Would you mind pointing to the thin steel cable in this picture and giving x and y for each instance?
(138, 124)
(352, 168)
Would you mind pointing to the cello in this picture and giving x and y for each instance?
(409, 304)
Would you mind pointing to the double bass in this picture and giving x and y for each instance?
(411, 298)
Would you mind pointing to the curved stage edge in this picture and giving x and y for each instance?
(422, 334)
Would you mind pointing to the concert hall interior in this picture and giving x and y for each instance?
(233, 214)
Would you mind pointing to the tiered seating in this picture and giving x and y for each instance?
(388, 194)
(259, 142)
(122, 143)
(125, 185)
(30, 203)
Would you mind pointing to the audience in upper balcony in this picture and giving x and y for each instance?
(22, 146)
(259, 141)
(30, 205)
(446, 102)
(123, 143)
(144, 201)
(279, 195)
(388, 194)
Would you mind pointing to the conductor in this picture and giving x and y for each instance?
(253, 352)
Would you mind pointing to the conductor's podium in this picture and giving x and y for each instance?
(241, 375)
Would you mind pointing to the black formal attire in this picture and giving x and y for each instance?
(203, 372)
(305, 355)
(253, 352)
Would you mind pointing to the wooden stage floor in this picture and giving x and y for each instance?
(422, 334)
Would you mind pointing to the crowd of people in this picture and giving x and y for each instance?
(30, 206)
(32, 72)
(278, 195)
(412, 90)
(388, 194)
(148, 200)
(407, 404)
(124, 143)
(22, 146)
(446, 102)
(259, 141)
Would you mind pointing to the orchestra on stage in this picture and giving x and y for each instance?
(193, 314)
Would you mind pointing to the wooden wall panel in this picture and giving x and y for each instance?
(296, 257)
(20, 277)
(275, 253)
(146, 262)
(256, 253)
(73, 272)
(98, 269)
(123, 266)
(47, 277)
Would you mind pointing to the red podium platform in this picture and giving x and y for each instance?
■ ■ ■ ■ ■
• EXERCISE PROMPT: Set out each line of the listing above as a JSON list of strings, one string per line, with blank lines omitted.

• EXERCISE RESPONSE:
[
  "Would you mind pointing to the thin steel cable in this picture and giving x and y for each instance?",
  "(138, 124)",
  "(352, 168)",
  "Would you mind pointing to the cello in this picture and giving x and y for each instance?",
  "(409, 304)",
  "Would you mind pointing to the double bass in this picture and giving x and y for each instance?",
  "(411, 298)",
  "Would you mind pointing to the curved stage edge in this picture and giving x and y for each instance?",
  "(422, 334)",
  "Would you mind pointing to the concert hall interior in this picture and giving x and y for each instance?",
  "(233, 214)",
  "Would you mind pointing to the tiered seating in this picture and giving x and y for each instance?",
  "(388, 194)",
  "(259, 142)",
  "(122, 143)",
  "(125, 185)",
  "(30, 203)",
  "Would you mind pointing to the audience in upper balcony in this picture and giving x and y for each instance?",
  "(22, 146)",
  "(259, 141)",
  "(30, 205)",
  "(446, 102)",
  "(123, 143)",
  "(144, 201)",
  "(279, 195)",
  "(388, 194)",
  "Would you mind pointing to the conductor in this picture and giving x and y for each instance?",
  "(253, 352)",
  "Would you mind pointing to the conductor's podium in this picture and giving x and y for each instance?",
  "(241, 375)",
  "Would you mind pointing to the black formal attire in this picture and giving x and y for each instance?",
  "(203, 372)",
  "(305, 355)",
  "(253, 352)",
  "Would you mind pointing to the wooden stage floor in this picture and giving x and y for each instance?",
  "(422, 334)",
  "Would you mind pointing to the crowd of people in this picture and giving x and y for each instance?",
  "(30, 206)",
  "(32, 72)",
  "(278, 195)",
  "(412, 90)",
  "(388, 194)",
  "(148, 200)",
  "(407, 404)",
  "(124, 143)",
  "(22, 146)",
  "(446, 102)",
  "(259, 141)",
  "Would you mind pointing to the orchestra on stage in this picture and giving x and y for each instance?",
  "(193, 314)",
  "Would you mind pointing to the wooden wall panel in this picture and giving x and y for each instance?",
  "(296, 257)",
  "(20, 277)",
  "(275, 253)",
  "(146, 262)",
  "(256, 253)",
  "(73, 272)",
  "(98, 269)",
  "(123, 266)",
  "(47, 277)",
  "Would you mind pointing to the red podium platform in this picture and giving x and y for each instance?"
]